Short problem: Move the part of the records that opens with the line containing "Where can the dark filing" and runs through the end of the records into your reply, keeping every line, and add -137 to each coordinate value.

Image location labeling records:
★ ★ ★ ★ ★

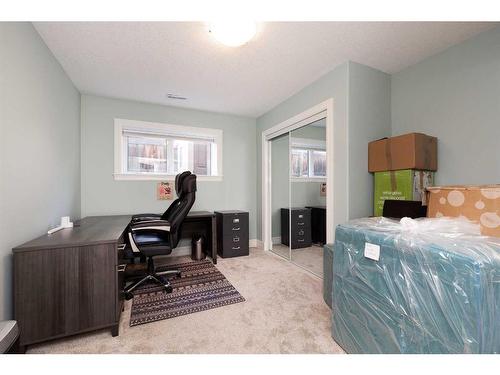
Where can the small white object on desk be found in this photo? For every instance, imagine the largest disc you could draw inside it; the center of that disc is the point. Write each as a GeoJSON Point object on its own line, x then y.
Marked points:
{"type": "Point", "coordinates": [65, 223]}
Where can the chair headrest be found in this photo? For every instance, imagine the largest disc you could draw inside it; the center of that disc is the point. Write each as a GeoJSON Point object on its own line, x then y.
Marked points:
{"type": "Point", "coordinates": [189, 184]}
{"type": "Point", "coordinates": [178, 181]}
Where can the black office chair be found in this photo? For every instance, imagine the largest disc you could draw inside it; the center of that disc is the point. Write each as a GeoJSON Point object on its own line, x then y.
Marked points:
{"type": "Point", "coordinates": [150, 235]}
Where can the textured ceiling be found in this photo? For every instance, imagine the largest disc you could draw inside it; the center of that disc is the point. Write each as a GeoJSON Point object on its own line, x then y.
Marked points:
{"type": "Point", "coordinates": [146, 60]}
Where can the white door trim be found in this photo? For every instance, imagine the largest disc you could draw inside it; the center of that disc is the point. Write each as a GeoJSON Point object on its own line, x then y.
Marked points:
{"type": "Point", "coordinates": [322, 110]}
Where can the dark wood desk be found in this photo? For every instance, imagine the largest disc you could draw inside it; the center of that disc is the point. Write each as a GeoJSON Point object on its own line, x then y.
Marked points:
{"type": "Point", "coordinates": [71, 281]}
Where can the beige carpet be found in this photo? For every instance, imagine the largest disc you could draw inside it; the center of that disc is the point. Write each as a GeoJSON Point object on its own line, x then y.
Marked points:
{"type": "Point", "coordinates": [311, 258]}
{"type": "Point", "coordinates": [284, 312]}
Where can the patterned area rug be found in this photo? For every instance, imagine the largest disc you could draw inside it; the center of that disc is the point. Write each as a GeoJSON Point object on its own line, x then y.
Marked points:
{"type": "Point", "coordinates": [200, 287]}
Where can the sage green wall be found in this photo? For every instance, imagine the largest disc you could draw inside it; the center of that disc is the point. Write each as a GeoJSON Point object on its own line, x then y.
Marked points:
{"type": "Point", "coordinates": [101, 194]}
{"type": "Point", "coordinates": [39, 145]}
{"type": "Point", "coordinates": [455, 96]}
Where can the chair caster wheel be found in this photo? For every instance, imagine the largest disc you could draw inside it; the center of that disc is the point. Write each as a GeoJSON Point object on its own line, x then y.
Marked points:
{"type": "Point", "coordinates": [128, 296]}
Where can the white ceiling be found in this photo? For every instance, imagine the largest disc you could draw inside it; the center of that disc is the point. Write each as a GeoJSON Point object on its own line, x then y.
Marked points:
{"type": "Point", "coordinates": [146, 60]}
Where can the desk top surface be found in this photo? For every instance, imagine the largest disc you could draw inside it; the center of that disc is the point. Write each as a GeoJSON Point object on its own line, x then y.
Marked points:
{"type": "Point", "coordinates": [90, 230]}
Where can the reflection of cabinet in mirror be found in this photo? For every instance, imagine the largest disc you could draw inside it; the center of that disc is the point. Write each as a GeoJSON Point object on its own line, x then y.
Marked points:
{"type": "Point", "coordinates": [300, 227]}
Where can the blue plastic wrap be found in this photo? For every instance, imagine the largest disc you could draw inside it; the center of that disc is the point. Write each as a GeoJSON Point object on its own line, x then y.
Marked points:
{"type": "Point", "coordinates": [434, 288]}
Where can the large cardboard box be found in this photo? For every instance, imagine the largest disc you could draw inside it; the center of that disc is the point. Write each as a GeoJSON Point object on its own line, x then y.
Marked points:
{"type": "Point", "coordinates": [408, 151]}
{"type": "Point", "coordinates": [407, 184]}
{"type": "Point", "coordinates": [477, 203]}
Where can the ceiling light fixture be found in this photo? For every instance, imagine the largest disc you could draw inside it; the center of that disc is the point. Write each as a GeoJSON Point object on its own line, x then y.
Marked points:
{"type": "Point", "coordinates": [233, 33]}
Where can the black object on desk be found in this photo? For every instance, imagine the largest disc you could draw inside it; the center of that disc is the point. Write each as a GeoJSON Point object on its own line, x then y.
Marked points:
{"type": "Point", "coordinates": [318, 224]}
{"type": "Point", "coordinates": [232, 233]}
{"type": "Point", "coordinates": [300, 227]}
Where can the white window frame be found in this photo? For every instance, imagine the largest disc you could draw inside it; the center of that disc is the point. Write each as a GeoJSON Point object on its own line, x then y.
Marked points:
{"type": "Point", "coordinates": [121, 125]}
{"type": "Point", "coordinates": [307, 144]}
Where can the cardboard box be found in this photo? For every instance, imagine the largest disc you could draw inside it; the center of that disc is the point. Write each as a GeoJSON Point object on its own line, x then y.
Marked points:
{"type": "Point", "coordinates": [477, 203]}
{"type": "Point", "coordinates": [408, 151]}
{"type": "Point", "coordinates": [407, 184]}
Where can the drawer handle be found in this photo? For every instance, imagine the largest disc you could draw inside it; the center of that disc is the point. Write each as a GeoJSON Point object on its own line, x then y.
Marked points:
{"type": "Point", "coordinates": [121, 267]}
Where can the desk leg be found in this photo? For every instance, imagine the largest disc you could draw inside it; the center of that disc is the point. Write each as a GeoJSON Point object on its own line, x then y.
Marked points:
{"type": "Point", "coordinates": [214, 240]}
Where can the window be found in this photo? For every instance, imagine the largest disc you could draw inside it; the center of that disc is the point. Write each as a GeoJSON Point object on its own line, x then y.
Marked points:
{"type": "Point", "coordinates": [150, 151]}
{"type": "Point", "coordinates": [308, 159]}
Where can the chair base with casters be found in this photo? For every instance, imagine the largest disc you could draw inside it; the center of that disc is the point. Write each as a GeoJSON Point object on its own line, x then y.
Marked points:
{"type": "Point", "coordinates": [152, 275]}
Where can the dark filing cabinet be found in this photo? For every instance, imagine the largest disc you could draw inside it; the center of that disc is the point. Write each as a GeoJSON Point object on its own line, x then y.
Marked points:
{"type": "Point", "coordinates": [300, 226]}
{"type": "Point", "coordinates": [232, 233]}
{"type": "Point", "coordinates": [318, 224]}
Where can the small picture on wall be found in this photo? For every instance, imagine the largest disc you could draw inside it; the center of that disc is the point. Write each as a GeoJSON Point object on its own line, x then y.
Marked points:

★ ★ ★ ★ ★

Full answer:
Where can the dark filing cabinet be found in this photo? For every instance, imagine the largest disc you could draw inside it; the center of that disc is the point. Write each as a GeoJSON Point object on its own line, x then y.
Marked points:
{"type": "Point", "coordinates": [163, 89]}
{"type": "Point", "coordinates": [95, 96]}
{"type": "Point", "coordinates": [181, 87]}
Where can the small picture on wall be found in this photo? For every instance, imagine the largest disc you could draw inside it; the center of that disc is the point. Write each as a GeoJSON Point object on its own line, x then y.
Marked points:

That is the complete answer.